___ Trecho selecionado ___

Existe o consenso de que em poucos países o desafio da adaptação é tão complexo quanto no Brasil. "Em nenhum dos 175 países em que atuamos é preciso segmentar tanto os produtos", diz Juliana Sztrajtman, gerente de marketing da Johnson & Johnson no Brasil. Isso porque não há algo como um perfil único do consumidor brasileiro. Além das disparidades de renda, é preciso levar em conta os hábitos regionais e a diversidade do clima – coisa que não se vê, por exemplo, em países menores e culturalmente mais homogêneos. No Brasil, até o paladar varia de uma região para outra. Assim, a Nestlé se viu obrigada a inventar três versões de café solúvel – mais concentrado no Sul, intermediário no Sudeste e suave no Nordeste. Em razão de sua diversidade racial, o Brasil ainda reúne dezenas de tipos físicos. Para uma empresa como a L’Oréal, a maior do mundo no setor de produtos de beleza, isso significa produzir uma variedade quatro vezes maior de xampus e condicionadores do que em outros países. Só para cabelos cacheados, há cinco variações. "É tão difícil criar produtos para o mercado brasileiro que, se eles dão certo aqui, têm grande chance de fazer sucesso em outros lugares", diz o francês Olivier Blayac, diretor de desenvolvimento da empresa na América Latina.

___ Material apresentado ___

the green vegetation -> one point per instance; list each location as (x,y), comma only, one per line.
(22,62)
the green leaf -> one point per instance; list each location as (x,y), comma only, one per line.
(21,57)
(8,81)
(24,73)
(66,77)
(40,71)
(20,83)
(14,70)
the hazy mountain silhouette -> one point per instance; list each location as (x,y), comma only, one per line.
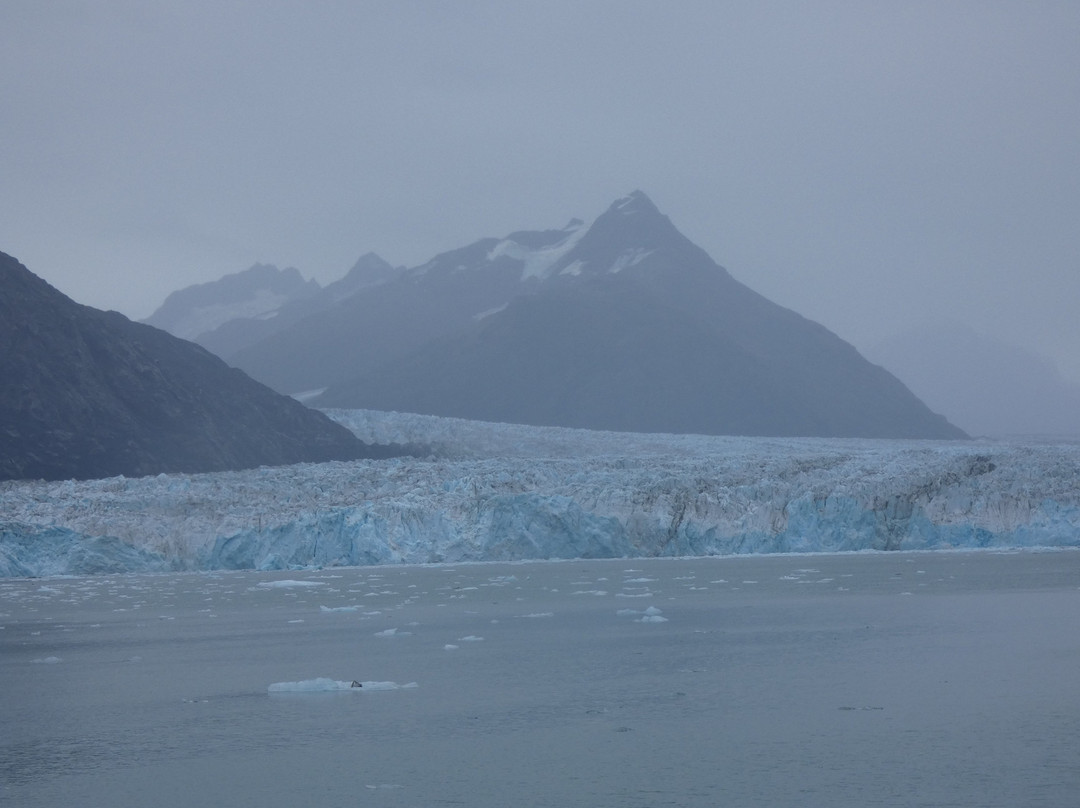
(243,308)
(623,324)
(985,386)
(89,393)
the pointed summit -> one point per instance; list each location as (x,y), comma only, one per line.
(635,204)
(624,234)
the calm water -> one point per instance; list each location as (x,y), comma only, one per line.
(899,679)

___

• [Tarefa a cumprir] De acordo com o trecho sobre a adaptação de produtos ao mercado brasileiro, quantas versões de café solúvel a Nestlé teve de criar, e como elas variam por região? As entradas são um material à parte, sem relação com o trecho.

• [Resultado do exercício] Três versões: mais concentrada no Sul, intermediária no Sudeste e suave no Nordeste.